TEXTO DE LA PÁGINA
++++

Para todo este ejército de inmorales, la muerte, cada muerte que hay en cada hospital y en cada residencia, en cada casa, en cada soledad, puede llegar incluso a ser vista como una oportunidad. Con una frialdad que me hace perder la fe en la humanidad. Pero lo justifican, además, agarrándose a aquel determinismo que Josep Fontana, en su extraordinario libro ‘Capitalismo y democracia’, nos recuerda que ha sido hasta hoy la base de toda una manera de entender el mundo: la idea de que todo ha pasado de la única manera como podía pasar.

Y creo que por eso hoy es muy importante alzar la voz y decir que no es verdad. Y decirlo con voz clara. No es verdad que inevitablemente un virus de un murciélago tenía que entrar en un cuerpo humano en un mercado en Wuhan y esto tenía que detener el mundo. Ni que una señora con síntomas se lo tenía que llevar en un avión a Singapur, desde donde saltaría a Italia y se nos coló en cada calle y en cada plaza y nos obligaría a encerrarnos en nuestros pisos, en nuestras casas, a no poder estar juntos ni para protestar. No es verdad que inevitablemente nuestros hospitales debían colapsarse hoy ni que nuestros sanitarios se encontrarían forzados a trabajar veinte veces más de lo que su cuerpo resiste. No es verdad que era inevitable que las fábricas del país cerraran hace veinte años y que ahora, habiendo olvidado cómo se hace, ya no seamos capaces de hacer respiradores ni batas y nos toque ir a buscarlos al oriente. No es verdad, en modo alguno lo es, que esto sea una guerra ni que sea normal poner generales ante los micrófonos. No es verdad que inevitablemente esta crisis la tengamos que volver a pagar los de siempre. No es verdad que la policía tenga el derecho de apalear de manera sádica a cualquiera que encuentre por la calle, perdiendo la medida. No es verdad que la crítica sea ‘fake news’ ni que la censura sea solución de algo. No es verdad que confundir a la gente con un recuento kafkiano que no se puede entender pueda ocultar los muertos de la visión pública.

++++

COMPLETA LO SIGUIENTE
[1] ¿Qué libro de Josep Fontana se cita en el texto sobre la pandemia?
[2] Prolonga el texto sobre la pandemia a partir de su última oración.

Datos de expresiones referenciales
++++

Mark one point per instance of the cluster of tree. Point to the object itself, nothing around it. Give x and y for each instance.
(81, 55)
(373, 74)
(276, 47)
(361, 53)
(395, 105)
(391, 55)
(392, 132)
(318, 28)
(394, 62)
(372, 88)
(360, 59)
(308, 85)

++++

RESPUESTAS DEL EJERCICIO
[1] ‘Capitalismo y democracia’.

[2]
Todo esto no ha pasado de la única manera que podía pasar. Pero sí que ha pasado de la manera que nuestros actos de las últimas décadas han hecho posible que pasara. Nosotros mismos hemos permitido y hemos alimentado este disparate monumental donde vivimos y ésta es, al fin y al cabo, la lección más importante que deberíamos aprender. Porque la pandemia pasará, pero nosotros seguiremos viviendo en un mundo que gira fuera de control impulsado cada vez a más velocidad y con menos sentido por unas fuerzas descomunales que ahora todos hemos visto sin sombra alguna de duda de que incluso pueden asesinar impunemente, matarnos, sin siquiera tener que mancharse las manos.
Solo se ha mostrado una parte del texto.